**What to work on:** Each line of the listing below should be restated word for word.

**Available data:**
————
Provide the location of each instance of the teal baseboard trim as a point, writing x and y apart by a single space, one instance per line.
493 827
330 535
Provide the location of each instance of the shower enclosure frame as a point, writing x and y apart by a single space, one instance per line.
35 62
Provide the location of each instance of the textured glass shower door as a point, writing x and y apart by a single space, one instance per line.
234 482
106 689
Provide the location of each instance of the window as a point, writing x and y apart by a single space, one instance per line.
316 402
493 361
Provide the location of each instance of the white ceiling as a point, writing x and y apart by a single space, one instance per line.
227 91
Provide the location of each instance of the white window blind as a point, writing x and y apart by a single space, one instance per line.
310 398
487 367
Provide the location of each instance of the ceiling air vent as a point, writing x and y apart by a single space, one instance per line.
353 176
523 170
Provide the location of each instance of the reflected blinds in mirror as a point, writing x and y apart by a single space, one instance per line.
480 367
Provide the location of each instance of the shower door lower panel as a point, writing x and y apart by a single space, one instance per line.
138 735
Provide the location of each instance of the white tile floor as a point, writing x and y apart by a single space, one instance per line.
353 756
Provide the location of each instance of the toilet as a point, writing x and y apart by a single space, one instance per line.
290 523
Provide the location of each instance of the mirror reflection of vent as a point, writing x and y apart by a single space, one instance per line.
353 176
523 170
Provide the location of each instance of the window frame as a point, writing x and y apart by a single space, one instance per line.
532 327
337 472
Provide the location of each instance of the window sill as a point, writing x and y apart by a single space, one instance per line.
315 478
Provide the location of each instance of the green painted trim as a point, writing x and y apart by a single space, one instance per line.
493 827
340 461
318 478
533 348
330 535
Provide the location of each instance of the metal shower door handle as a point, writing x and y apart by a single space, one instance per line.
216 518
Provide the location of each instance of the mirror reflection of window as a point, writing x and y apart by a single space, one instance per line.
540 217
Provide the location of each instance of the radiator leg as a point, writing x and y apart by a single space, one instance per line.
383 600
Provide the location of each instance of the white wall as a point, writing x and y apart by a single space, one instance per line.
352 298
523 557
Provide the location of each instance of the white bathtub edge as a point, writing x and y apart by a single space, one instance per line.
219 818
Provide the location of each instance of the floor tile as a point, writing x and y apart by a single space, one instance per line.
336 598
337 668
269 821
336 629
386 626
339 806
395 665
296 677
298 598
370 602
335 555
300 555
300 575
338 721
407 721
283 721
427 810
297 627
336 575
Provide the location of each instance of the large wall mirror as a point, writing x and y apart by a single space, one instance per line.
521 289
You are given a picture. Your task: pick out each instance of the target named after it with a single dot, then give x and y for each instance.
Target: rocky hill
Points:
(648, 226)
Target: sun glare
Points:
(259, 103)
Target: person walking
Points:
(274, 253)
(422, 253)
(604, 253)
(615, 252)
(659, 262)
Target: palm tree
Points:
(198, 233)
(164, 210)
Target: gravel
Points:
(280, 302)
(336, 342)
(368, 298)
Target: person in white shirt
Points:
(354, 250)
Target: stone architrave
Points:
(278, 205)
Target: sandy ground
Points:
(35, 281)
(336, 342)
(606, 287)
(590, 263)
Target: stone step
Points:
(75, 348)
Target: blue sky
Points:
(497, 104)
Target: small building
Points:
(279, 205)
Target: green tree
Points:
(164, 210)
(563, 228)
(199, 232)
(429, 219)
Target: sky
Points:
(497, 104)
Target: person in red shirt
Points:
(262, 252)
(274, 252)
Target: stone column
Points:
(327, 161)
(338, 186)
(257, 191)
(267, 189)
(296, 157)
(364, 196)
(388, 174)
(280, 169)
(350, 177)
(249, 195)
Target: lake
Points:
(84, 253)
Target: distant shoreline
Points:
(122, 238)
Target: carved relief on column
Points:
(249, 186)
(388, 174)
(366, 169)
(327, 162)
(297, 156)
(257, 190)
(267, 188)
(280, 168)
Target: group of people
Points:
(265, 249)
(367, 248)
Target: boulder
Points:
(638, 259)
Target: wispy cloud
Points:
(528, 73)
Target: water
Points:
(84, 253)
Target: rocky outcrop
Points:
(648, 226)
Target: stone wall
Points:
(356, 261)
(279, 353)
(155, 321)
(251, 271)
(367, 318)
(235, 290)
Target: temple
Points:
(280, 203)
————
**Answer:**
Provide the location of each instance of the teal baseboard trim as a point, writing x and y apart by a single space, one instance per line.
493 827
330 535
Provide the location of each instance of the shower enclosure frame as a point, writing x and y apart by a single space, one instance per line.
35 62
Provide the location of each instance of the textured glass shower door as a point, writing x and y apart by a single space, one instance per line.
234 482
106 689
Provide the location of each instance of the window as a point, writing x and y apart by a single space, one instance per line.
316 402
493 361
Provide the location of each instance of the white ceiling as a point, writing x and y apart by a single space, one instance per line.
227 91
Provide the location of each instance of the white window blind as a point, writing x and y apart by a single space, one instance per line.
310 398
487 367
Provide the location of each instance of the ceiling air vent as a point, writing x and y apart by a single space, one instance per line.
353 176
523 170
Provide the location of each instance of the reflected blinds in mirror as a point, writing x and y apart by a single space, one instance per line.
480 367
Provide the location of each instance of the shower door lower panel as a point, writing x and y apart by a single space, one instance per line.
138 735
Provide the location of each instance of the white tile floor as a point, writing x and y apart by a single space, one instance per line.
353 756
Provide the location of each instance of the toilet as a point, writing x and y apart by a single space, one instance per line.
290 523
Provide the location of each instance of the mirror reflection of vent as a point, writing x and y apart by a single space, one instance per line.
353 176
523 170
Provide the location of each instance of the window frame as a point, writing x and y apart by a single space, one instance per line.
532 327
337 472
Provide the location of each instance of the window sill as a point, writing x and y apart by a single space, one instance per line.
315 478
Provide the location of each instance of the green painted trim as a point, writing x and y apart by a single space, one instance per line.
493 827
340 461
318 478
533 348
330 535
Provide the location of each instance of the metal shower door handle as a point, writing x and y apart by a single space, one instance per line.
216 518
Provide the location of each instance of the mirror reflection of window as a point, writing x and y apart by a single space, one instance per line.
540 217
Provide the location of each instance of the radiator leg as a point, writing x and y apart by a single space, one instance per line.
383 600
Provide the location of each instance of the white wall as a point, writing x and y apart by a single space, one instance per line.
352 298
523 557
Provide the location of each instance of the white bathtub edge as a point, writing x and y apart by a single space, one instance per line.
219 818
Provide the location of each instance of the floor tile as a point, writing x and y apart by a single space, one instance per line.
336 598
337 668
269 821
336 629
386 626
339 806
395 665
296 677
298 598
370 602
335 555
300 555
300 575
338 721
407 721
283 721
427 810
297 627
336 575
Provide the location of each instance of the large wall mirror as a point, writing x and y apart by a single space, one instance per line.
521 289
You are given a picture. Your task: pick out each instance of the target named after it with a single dot, then give x and y for each instance.
Target: rocky hill
Points:
(648, 226)
Target: sun glare
Points:
(259, 103)
Target: person walking
Points:
(274, 253)
(422, 253)
(604, 253)
(615, 252)
(659, 262)
Target: palm tree
Points:
(198, 233)
(164, 210)
Target: gravel
Points:
(280, 302)
(336, 342)
(368, 298)
Target: person in white shirt
Points:
(354, 250)
Target: stone architrave
Points:
(278, 205)
Target: sandy ground
Points:
(35, 281)
(336, 342)
(606, 287)
(590, 263)
Target: stone step
Points:
(75, 348)
Target: blue sky
Points:
(497, 104)
Target: small building
Points:
(279, 205)
Target: green tree
Points:
(164, 210)
(563, 228)
(199, 232)
(429, 219)
Target: sky
Points:
(497, 104)
Target: person in red shirt
Points:
(262, 252)
(274, 252)
Target: stone column
Points:
(327, 161)
(338, 186)
(257, 191)
(267, 189)
(296, 157)
(364, 196)
(388, 174)
(280, 169)
(350, 177)
(249, 195)
Target: lake
Points:
(84, 253)
Target: distant shoreline
Points:
(122, 238)
Target: carved relief on column
Points:
(249, 186)
(388, 174)
(366, 169)
(327, 162)
(297, 156)
(257, 190)
(267, 188)
(280, 168)
Target: group of people
Points:
(265, 249)
(367, 248)
Target: boulder
Points:
(638, 259)
Target: wispy cloud
Points:
(528, 73)
Target: water
Points:
(84, 253)
Target: rocky outcrop
Points:
(648, 226)
Target: stone wall
Points:
(356, 261)
(279, 353)
(155, 321)
(251, 271)
(367, 318)
(235, 290)
Target: temple
Points:
(280, 203)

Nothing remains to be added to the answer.